▶ **Directions for this task**:
The answer must consist of every line from the entries that holds the word "shadow".

*** Extracted material

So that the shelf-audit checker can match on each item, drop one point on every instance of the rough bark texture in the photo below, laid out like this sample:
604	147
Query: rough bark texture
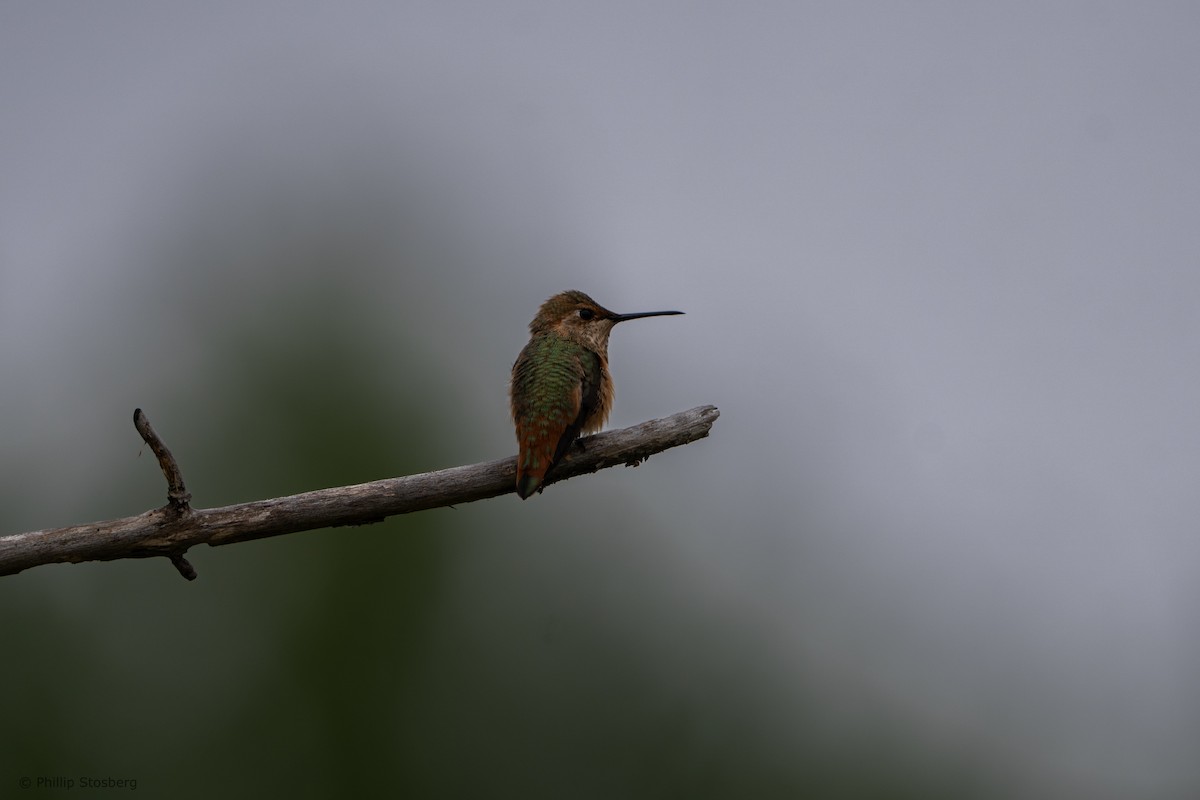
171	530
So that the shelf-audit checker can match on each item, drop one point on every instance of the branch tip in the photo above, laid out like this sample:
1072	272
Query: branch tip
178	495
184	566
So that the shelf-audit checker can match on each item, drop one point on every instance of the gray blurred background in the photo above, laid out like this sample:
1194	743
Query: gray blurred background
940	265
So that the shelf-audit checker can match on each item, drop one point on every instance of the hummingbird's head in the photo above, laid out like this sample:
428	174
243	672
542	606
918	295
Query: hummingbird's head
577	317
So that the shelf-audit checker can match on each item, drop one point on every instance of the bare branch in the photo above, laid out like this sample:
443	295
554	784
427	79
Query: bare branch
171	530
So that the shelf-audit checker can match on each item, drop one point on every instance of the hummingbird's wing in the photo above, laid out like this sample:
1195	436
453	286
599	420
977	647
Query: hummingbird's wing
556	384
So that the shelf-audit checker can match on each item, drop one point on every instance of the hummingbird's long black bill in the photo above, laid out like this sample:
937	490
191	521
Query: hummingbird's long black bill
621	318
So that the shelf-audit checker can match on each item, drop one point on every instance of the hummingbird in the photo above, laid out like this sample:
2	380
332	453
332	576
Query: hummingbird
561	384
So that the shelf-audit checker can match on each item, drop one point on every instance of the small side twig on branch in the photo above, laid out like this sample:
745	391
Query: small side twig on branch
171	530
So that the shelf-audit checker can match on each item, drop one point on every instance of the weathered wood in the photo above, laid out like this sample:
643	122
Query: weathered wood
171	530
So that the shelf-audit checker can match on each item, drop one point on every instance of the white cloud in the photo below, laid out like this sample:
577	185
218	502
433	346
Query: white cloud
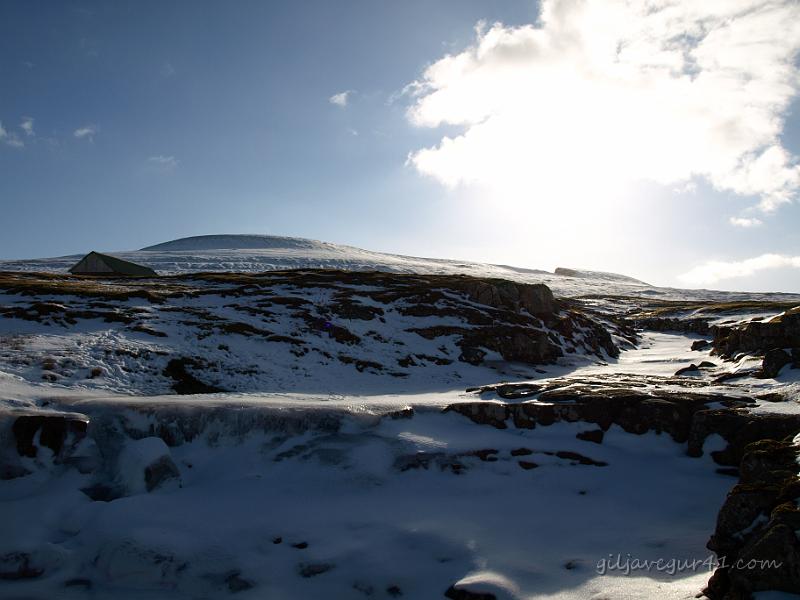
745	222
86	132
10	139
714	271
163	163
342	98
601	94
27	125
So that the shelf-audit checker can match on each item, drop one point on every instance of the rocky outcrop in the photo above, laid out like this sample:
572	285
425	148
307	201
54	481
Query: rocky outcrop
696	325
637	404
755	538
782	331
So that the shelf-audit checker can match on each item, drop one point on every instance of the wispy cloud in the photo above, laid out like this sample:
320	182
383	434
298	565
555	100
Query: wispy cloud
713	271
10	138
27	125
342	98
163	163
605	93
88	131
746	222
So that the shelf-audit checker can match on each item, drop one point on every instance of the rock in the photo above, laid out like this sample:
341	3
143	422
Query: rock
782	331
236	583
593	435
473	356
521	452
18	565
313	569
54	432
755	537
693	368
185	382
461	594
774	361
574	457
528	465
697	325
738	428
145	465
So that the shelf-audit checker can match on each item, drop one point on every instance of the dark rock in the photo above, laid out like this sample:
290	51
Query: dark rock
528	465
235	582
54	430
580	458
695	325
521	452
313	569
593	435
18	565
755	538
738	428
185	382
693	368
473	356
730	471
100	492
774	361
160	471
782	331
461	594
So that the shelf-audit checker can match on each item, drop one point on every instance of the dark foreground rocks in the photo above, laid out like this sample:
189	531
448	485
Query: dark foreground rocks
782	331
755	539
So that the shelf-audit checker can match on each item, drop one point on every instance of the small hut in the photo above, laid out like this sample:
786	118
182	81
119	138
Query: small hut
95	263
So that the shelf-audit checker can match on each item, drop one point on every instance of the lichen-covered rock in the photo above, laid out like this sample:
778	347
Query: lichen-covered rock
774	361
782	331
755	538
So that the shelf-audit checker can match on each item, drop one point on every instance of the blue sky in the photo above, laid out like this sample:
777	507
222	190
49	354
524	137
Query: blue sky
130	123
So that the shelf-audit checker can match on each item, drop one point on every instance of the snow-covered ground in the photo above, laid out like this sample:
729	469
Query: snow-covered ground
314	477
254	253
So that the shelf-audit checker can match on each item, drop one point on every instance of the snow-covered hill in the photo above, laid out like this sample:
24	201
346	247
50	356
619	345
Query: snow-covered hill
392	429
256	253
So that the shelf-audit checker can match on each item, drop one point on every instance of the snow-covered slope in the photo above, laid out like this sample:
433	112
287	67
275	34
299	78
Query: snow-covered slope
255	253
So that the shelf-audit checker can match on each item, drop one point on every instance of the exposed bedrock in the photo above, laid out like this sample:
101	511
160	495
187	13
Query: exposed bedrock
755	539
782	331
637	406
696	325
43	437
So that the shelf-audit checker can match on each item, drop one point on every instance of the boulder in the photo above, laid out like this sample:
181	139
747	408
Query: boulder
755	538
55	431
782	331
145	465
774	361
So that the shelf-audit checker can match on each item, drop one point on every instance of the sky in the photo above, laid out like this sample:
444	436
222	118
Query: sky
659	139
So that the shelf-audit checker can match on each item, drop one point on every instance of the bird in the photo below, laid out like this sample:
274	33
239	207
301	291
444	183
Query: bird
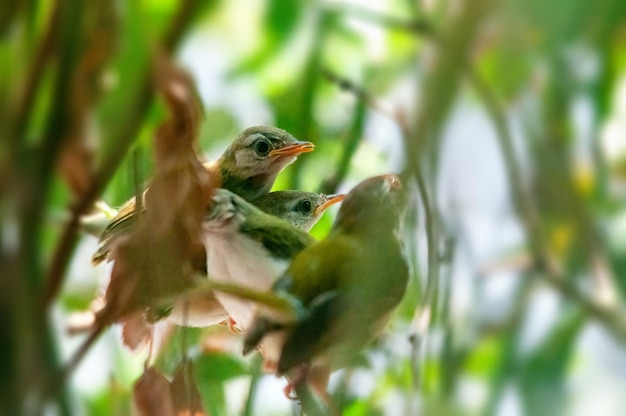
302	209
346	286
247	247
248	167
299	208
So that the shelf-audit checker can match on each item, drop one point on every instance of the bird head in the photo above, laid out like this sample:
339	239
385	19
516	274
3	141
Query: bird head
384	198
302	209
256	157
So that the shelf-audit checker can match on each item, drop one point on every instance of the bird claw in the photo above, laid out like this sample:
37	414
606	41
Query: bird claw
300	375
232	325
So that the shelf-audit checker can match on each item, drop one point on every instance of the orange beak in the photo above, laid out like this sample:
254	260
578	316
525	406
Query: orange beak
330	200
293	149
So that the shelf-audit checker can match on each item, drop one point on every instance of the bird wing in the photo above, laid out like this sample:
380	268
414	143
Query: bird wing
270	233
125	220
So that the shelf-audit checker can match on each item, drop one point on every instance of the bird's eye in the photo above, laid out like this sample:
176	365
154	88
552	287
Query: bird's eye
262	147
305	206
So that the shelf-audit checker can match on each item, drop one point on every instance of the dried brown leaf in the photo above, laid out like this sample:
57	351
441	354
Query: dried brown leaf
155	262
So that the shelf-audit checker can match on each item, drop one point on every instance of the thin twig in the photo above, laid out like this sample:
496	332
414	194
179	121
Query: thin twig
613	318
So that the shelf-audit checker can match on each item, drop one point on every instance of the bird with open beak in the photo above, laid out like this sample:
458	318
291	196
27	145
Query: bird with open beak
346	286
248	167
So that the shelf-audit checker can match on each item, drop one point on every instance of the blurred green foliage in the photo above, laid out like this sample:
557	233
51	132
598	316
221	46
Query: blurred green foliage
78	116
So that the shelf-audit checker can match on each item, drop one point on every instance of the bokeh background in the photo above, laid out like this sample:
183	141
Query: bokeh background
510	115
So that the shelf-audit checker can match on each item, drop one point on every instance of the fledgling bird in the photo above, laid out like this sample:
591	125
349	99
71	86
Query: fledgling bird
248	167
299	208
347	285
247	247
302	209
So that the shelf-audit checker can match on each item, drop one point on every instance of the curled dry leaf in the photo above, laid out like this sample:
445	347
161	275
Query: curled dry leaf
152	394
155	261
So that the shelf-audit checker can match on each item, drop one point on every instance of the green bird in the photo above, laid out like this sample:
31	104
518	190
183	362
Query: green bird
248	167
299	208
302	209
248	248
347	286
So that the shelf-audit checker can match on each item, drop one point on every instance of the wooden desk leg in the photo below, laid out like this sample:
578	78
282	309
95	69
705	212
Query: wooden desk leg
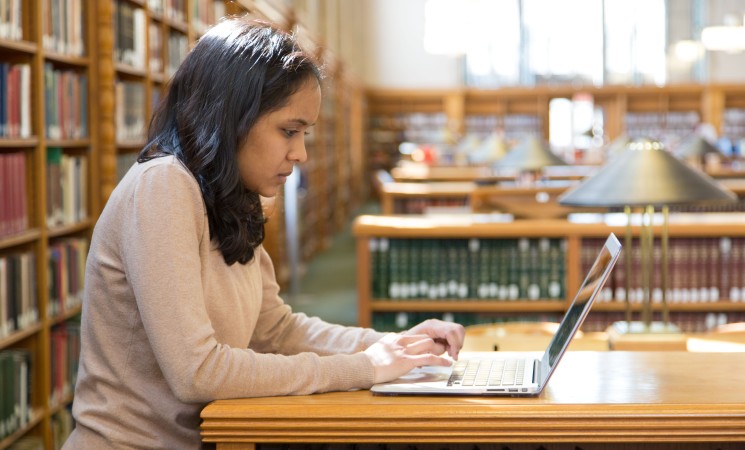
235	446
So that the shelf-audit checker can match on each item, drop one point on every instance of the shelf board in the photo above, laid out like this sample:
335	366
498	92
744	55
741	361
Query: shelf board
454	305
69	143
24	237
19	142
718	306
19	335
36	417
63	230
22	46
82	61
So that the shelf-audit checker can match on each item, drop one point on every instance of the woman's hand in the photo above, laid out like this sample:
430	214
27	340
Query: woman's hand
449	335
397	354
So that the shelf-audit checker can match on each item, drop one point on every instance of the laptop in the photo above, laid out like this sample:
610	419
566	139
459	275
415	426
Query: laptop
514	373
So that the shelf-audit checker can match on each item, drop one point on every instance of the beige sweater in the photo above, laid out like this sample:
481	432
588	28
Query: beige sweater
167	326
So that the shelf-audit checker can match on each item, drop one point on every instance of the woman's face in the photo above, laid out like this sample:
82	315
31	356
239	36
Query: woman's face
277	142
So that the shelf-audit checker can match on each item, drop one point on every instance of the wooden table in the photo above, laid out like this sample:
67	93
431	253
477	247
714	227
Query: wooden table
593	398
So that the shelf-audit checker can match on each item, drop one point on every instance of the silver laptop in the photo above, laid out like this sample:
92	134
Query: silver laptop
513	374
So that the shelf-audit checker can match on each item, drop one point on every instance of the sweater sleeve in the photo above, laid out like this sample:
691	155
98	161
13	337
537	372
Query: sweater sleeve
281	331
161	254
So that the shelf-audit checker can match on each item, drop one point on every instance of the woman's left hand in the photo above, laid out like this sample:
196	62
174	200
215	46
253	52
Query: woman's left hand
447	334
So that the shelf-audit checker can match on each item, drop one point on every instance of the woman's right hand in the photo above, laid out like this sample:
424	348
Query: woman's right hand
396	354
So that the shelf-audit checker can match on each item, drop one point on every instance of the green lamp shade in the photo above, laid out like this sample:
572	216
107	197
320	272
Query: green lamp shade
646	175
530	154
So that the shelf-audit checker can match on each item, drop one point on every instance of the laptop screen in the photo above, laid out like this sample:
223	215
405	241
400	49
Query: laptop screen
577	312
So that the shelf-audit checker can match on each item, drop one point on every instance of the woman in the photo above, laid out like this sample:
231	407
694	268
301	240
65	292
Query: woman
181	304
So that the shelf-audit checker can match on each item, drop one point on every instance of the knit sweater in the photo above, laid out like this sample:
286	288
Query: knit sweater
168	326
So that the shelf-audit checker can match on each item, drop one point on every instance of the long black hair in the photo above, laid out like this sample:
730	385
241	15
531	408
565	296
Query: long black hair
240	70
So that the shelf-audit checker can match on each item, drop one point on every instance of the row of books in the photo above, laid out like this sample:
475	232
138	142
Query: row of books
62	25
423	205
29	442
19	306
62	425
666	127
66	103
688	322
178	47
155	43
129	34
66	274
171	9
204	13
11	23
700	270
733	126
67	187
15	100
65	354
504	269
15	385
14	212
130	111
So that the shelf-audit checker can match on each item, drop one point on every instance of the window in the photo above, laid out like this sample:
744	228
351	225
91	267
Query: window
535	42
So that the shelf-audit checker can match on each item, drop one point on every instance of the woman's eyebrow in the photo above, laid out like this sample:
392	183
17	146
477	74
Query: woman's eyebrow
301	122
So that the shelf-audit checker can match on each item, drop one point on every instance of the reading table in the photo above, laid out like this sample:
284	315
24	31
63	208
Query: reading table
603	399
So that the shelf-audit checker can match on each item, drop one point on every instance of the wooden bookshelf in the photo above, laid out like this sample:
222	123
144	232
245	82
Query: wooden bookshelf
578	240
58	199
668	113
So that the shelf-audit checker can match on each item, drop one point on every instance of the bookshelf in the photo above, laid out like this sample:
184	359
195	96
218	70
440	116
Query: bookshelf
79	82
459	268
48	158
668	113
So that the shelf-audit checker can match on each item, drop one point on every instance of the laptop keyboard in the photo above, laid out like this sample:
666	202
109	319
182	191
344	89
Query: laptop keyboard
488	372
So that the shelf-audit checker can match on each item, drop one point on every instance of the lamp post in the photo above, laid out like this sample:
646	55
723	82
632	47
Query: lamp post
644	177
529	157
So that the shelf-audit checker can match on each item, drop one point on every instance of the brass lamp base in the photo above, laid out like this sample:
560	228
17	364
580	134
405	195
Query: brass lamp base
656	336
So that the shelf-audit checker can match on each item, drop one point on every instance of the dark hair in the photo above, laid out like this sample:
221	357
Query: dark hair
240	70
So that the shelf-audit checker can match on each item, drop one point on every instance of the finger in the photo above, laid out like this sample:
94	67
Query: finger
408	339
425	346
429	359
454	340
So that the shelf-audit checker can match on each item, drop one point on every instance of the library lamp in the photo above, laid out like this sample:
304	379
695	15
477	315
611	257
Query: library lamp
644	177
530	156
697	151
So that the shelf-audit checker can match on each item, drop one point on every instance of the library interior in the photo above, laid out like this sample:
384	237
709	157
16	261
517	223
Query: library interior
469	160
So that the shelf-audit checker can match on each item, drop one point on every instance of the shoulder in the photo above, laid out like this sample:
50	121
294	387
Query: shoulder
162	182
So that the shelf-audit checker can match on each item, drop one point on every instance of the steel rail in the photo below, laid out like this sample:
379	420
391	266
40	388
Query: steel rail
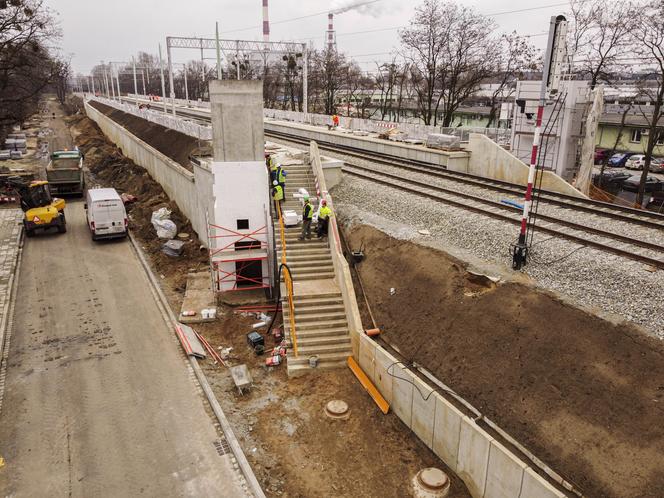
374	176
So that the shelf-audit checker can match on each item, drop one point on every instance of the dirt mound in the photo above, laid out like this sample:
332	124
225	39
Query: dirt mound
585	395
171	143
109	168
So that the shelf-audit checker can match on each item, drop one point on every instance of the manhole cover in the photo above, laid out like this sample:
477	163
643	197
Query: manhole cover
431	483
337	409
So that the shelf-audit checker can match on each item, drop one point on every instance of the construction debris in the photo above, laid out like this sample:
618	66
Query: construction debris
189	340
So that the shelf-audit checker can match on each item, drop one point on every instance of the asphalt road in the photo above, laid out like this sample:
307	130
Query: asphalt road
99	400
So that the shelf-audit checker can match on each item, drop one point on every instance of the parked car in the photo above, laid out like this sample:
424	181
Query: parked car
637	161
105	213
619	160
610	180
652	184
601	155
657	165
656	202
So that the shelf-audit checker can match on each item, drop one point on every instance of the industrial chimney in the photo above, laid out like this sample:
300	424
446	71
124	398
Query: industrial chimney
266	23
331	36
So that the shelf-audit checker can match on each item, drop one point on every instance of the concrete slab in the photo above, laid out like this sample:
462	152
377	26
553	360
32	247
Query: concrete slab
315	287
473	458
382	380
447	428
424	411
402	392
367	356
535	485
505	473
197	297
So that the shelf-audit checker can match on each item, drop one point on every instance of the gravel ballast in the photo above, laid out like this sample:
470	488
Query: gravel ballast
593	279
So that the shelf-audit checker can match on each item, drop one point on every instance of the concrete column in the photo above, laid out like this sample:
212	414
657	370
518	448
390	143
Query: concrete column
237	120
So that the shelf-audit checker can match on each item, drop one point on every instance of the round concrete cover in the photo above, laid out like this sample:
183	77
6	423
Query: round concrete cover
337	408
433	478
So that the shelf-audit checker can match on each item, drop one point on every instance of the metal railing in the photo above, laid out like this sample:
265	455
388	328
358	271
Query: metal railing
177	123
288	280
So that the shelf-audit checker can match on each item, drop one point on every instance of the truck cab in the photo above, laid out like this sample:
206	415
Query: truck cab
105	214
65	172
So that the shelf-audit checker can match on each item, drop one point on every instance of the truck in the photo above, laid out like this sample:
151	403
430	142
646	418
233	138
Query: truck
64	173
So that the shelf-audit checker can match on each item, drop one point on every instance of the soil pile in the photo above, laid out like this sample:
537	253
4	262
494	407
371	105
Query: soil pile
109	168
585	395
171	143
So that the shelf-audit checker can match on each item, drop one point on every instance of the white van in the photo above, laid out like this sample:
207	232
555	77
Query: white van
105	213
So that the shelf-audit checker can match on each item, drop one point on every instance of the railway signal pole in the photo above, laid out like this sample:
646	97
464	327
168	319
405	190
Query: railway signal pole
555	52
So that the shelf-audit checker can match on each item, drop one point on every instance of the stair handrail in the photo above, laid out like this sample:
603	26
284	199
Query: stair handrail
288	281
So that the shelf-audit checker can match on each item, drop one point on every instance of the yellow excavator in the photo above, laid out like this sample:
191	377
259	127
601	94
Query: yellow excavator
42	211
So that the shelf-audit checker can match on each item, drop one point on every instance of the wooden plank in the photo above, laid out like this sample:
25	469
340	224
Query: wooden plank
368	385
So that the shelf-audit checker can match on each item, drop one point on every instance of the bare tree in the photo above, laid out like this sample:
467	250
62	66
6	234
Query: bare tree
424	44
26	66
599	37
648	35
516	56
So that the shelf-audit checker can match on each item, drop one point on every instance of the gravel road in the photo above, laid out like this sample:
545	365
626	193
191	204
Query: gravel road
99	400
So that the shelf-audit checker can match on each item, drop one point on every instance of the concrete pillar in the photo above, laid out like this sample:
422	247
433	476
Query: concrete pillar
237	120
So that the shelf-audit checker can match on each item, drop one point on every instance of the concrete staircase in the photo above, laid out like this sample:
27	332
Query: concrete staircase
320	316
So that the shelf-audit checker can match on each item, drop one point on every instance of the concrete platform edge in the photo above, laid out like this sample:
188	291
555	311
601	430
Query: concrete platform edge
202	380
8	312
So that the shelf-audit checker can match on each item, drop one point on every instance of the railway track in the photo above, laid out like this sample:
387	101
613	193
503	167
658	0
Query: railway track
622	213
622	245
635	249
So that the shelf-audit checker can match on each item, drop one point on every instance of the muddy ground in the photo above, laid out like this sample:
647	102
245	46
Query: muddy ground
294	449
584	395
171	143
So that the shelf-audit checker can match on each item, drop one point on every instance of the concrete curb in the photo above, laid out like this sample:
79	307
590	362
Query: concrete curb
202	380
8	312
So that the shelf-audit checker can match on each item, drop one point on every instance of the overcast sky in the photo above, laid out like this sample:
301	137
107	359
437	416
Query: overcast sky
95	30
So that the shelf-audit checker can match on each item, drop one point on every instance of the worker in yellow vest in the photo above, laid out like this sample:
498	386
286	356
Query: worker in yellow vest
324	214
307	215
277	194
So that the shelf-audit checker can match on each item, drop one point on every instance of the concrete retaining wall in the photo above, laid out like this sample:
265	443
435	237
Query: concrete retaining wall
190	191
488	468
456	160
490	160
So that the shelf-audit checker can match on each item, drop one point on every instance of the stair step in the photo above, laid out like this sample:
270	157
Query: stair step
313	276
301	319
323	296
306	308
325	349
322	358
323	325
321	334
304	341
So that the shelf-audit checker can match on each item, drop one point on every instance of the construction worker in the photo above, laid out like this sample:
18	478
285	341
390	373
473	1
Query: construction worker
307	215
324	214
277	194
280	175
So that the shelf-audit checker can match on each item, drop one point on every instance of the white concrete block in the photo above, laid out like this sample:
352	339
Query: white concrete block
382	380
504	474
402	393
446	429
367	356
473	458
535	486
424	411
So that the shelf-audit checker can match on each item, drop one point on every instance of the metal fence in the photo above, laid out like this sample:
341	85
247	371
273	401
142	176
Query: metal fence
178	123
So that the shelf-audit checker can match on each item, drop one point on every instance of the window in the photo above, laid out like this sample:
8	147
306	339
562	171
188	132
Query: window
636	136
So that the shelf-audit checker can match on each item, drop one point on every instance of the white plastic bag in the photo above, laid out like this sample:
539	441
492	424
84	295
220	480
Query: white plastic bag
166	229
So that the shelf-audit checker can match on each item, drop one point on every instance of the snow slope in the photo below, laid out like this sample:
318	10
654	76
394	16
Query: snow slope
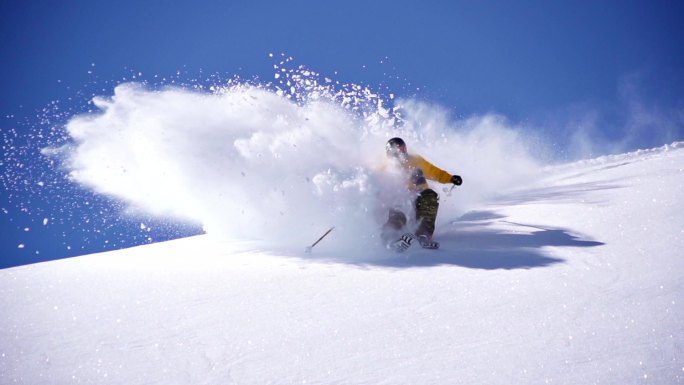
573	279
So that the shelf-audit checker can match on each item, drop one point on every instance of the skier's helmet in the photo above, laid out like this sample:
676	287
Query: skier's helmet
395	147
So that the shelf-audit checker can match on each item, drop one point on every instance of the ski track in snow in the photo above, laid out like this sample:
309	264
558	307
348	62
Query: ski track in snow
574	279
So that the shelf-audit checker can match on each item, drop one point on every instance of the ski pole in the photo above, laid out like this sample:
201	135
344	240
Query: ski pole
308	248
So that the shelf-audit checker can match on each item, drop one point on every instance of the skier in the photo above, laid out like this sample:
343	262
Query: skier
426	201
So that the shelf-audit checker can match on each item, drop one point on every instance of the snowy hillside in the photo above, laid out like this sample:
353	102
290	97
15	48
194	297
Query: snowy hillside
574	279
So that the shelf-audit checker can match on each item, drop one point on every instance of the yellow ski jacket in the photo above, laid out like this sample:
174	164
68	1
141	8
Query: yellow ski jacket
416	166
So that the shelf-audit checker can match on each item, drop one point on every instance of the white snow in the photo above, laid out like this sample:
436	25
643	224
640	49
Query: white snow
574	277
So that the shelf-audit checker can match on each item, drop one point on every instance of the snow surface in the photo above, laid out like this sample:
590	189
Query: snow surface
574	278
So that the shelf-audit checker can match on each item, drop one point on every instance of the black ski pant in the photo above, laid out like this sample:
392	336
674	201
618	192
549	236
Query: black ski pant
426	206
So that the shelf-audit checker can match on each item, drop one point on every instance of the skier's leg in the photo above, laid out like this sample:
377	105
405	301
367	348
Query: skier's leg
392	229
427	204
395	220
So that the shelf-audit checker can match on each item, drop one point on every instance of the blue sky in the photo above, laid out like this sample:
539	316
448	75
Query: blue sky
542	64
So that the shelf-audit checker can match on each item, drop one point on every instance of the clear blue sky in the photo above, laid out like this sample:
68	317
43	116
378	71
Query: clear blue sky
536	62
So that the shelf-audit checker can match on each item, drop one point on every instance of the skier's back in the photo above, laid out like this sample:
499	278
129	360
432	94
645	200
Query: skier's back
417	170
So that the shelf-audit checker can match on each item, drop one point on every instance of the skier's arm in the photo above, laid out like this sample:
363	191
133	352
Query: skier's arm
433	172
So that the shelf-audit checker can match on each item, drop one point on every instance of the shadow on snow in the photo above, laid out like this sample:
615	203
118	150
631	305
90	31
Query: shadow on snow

******

▶ **Completed task**:
So that the shelf-audit checker can match on each item, drop one point on every instance of the shadow on snow in the photo above, laid out like this sample:
Query: shadow on snow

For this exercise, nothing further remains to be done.